+++ Source extract

Agreed. Probably, I should have said that the fuse should protect the _smaller_ 
of the wire and device load.

The mental shortcut (protect the wire) comes from the fact that most electronic 
devices have a protection built in. But i have to agree that many devices on 
our boats are not necessarily electronic.

Marek


-------- Original message --------
From: Josh Muckley via CnC-List <cnc-list@cnc-list.com>
Date: 2020-08-02 22:29 (GMT-05:00)
To: C&C List <cnc-list@cnc-list.com>
Cc: Josh Muckley <muckl...@gmail.com>
Subject: Re: Stus-List Solar panels in ACR environment

Marek,

Respectfully, I disagree with your statement on the size of the fuse and basing 
it on the gauge of the wire.  I'm pretty sure the max amperage of the fuse 
should be based on the rating of the smallest down stream item, this limiting 
item could be the wire but generally should not be.  This is an important 
distinction since many times, the gauge of the wire is larger than the rating 
of the remote device.  This is done to reduce the line loss and is especially 
important to consider when developing a solar charging system.  Even small 
amounts of line loss can represent a high percentage loss of the available AHrs.

Josh Muckley
S/V Sea Hawk
1989 C&C 37+
Solomons, MD




On Sun, Aug 2, 2020, 18:55 Marek Dziedzic via CnC-List 
<cnc-list@cnc-list.com<mailto:cnc-list@cnc-list.com>> wrote:
The fuse needs to protect the wire (not the end device). This means that you 
pick a fuse based on the size of the wire.

++++++
+++ Dataset entries

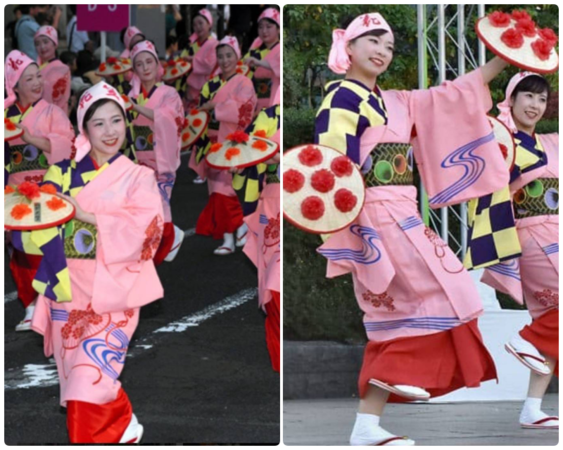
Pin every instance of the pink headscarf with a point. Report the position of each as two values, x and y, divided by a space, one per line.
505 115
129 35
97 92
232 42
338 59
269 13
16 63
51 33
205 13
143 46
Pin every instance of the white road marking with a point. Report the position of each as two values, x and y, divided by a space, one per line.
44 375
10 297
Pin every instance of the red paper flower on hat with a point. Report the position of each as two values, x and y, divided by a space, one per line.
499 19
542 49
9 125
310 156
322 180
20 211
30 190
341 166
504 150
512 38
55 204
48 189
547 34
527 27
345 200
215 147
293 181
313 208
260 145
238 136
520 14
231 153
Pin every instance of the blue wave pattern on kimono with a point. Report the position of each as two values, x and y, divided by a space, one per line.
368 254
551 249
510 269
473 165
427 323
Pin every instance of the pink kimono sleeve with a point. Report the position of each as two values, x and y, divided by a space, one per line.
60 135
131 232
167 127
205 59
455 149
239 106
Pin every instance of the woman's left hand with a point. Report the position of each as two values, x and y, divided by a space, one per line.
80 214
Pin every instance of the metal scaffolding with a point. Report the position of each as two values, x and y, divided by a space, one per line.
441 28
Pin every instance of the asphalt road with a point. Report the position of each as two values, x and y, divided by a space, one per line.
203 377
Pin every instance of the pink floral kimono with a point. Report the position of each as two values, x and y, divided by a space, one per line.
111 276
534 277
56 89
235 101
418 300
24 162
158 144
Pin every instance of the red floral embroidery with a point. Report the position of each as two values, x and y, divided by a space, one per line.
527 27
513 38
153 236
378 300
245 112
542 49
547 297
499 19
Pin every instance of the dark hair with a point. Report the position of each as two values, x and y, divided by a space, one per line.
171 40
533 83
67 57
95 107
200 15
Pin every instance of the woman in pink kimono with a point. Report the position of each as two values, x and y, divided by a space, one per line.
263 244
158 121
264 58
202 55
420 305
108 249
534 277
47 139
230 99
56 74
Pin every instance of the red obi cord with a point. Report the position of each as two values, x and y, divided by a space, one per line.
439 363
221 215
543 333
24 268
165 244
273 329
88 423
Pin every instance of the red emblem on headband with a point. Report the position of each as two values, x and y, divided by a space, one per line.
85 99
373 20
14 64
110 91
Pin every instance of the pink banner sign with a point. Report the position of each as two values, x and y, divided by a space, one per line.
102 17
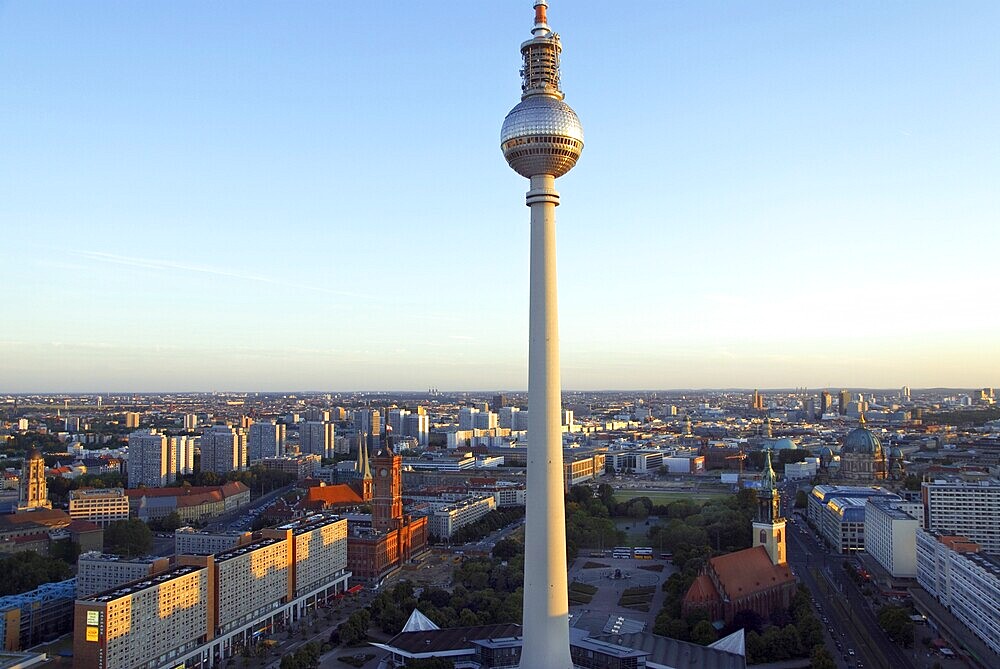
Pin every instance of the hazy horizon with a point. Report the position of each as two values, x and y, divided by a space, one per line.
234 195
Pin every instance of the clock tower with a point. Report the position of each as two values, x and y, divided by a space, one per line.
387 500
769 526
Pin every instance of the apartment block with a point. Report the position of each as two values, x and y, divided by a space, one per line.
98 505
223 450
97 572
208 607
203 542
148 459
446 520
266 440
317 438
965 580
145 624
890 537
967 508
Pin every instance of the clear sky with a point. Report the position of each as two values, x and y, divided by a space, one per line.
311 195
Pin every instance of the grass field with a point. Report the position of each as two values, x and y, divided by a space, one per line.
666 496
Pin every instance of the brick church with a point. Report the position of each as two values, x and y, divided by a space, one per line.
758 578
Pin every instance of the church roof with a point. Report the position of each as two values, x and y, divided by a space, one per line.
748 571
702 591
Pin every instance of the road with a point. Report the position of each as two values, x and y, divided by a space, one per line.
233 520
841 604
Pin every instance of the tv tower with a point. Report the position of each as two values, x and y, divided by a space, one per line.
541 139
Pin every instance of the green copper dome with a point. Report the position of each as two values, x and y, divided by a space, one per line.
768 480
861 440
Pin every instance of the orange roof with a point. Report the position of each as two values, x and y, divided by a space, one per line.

++++++

◆ **Stated exercise**:
Reproduce, without alteration, everything in the fuse-sizing email exchange above from "Agreed. Probably, I" down to "2020-08-02 22:29 (GMT-05:00)".

◆ **The output**:
Agreed. Probably, I should have said that the fuse should protect the _smaller_ 
of the wire and device load.

The mental shortcut (protect the wire) comes from the fact that most electronic 
devices have a protection built in. But i have to agree that many devices on 
our boats are not necessarily electronic.

Marek


-------- Original message --------
From: Josh Muckley via CnC-List <cnc-list@cnc-list.com>
Date: 2020-08-02 22:29 (GMT-05:00)